━━━ SELECTED EXTRACT
I was 12 when I started dreaming of my future homestead. I grew up in Anchorage, so of course I wanted to get out in the bush. I’d have lots of land, probably 160 acres. I’d fish and hunt, but also have plenty of room for an Alaskan bush-style farm. Goats, chickens, and of course, a mammoth garden. My fantasy family and I would live happily ever after in none other than a handmade log cabin.
I left Anchorage three days after graduating from high school. While all my friends went off to college in the big cities, I took whatever opportunities I could find to get rural. Did a lot of obscure kinds of work, and lived all over Alaska looking for my dream place.
Eventually found a friend with land in Haines where my then partner and I could run wild with our woods ideas. Built a tree-house, root cellar, sauna, smokehouse, and a huge garden. Taught ourselves and learned from friends how to fish, hunt, butcher, can, garden, build and keep ourselves warm with a woodstove. We stayed for four years. I guess it was our own “college education.”
━━━━━━
━━━ DATASET EXCERPTS
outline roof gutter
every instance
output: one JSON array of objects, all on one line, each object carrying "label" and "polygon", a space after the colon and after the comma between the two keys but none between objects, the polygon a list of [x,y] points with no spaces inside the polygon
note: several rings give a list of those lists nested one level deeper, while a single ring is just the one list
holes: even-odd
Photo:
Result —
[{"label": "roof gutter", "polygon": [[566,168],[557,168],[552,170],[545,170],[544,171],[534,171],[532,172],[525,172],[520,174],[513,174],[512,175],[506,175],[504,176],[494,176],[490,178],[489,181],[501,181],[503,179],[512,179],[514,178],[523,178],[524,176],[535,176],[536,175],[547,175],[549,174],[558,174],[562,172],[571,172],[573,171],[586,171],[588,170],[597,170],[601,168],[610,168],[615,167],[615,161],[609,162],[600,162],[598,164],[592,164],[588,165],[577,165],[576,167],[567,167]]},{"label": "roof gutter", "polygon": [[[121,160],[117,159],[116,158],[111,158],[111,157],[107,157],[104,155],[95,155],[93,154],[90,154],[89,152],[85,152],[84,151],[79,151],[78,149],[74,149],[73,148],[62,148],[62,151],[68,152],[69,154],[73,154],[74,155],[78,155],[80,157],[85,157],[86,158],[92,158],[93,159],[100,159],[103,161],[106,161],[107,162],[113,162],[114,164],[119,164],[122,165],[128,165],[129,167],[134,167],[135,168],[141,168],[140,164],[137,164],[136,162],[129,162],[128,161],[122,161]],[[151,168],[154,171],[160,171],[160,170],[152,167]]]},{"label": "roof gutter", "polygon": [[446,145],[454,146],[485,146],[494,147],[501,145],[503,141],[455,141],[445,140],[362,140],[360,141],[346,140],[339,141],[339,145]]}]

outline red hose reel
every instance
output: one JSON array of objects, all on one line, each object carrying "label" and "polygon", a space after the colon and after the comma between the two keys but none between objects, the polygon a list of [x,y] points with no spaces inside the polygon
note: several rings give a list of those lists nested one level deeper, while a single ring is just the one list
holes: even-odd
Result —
━━━━━━
**SET OF TASKS**
a – In the homestead essay, how long after graduating from high school did the writer leave Anchorage?
b – List every structure or project the homestead essay says was built on the friend's land in Haines.
c – Copy out the homestead essay, everything from "I was 12 when" down to "my dream place.".

**SOLUTIONS FOR EACH TASK**
a – Three days.

b –
- Tree-house
- Root cellar
- Sauna
- Smokehouse
- Huge garden

c –
I was 12 when I started dreaming of my future homestead. I grew up in Anchorage, so of course I wanted to get out in the bush. I’d have lots of land, probably 160 acres. I’d fish and hunt, but also have plenty of room for an Alaskan bush-style farm. Goats, chickens, and of course, a mammoth garden. My fantasy family and I would live happily ever after in none other than a handmade log cabin.
I left Anchorage three days after graduating from high school. While all my friends went off to college in the big cities, I took whatever opportunities I could find to get rural. Did a lot of obscure kinds of work, and lived all over Alaska looking for my dream place.